** What is required **
Extract every line starting at the line that contains "negative clicks: (355, 88) (356, 89)" and ending with the final line of the data, inclusive; give only those lines, word for word.

** Working data **
=-=-=

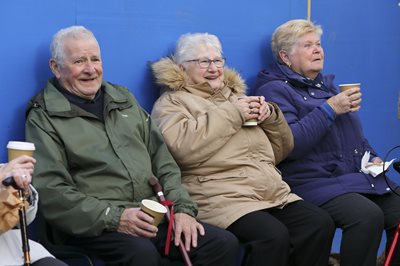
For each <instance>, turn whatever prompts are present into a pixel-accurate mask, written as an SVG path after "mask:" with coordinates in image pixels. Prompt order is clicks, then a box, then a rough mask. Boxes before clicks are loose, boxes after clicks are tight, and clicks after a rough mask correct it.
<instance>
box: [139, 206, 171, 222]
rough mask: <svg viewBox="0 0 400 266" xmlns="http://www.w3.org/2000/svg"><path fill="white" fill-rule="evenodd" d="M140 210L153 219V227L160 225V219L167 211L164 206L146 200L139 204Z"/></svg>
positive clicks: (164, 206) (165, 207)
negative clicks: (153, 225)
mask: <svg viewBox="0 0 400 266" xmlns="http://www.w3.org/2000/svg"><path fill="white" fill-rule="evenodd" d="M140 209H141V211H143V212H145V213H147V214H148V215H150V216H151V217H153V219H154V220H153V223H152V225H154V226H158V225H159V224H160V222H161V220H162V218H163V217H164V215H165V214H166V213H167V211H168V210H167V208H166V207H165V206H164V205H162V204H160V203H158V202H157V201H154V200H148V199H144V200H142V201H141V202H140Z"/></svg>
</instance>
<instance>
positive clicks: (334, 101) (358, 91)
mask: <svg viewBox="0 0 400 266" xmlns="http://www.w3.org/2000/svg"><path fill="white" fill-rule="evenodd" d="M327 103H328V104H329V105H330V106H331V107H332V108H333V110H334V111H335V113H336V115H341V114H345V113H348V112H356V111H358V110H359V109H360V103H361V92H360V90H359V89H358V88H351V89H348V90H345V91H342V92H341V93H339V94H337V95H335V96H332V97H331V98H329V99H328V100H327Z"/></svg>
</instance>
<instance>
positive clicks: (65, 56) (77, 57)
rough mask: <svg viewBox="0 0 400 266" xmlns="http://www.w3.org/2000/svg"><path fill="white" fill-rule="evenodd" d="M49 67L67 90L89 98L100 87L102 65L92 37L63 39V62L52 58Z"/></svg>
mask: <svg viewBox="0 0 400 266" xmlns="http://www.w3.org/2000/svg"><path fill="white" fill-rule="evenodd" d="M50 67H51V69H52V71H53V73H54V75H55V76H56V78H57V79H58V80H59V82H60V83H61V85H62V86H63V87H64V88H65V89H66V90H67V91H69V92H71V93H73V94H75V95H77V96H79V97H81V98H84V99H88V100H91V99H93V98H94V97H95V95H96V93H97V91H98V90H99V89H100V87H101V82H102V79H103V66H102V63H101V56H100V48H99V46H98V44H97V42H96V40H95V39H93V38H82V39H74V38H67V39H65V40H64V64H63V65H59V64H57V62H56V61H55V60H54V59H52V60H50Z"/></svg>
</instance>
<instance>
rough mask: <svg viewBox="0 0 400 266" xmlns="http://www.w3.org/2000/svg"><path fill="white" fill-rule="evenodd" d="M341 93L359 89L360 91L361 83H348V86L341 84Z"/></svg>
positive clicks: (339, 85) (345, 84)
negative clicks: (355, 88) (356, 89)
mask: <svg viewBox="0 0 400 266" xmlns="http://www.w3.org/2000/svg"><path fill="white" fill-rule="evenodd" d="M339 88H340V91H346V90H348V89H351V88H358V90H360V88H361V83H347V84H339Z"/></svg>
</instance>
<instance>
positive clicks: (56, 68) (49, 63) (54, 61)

=-=-=

** Solution below **
negative clicks: (355, 88) (356, 89)
mask: <svg viewBox="0 0 400 266" xmlns="http://www.w3.org/2000/svg"><path fill="white" fill-rule="evenodd" d="M339 88H340V91H346V90H348V89H351V88H358V90H360V88H361V83H347V84H339Z"/></svg>
</instance>
<instance>
positive clicks: (56, 68) (49, 63) (54, 61)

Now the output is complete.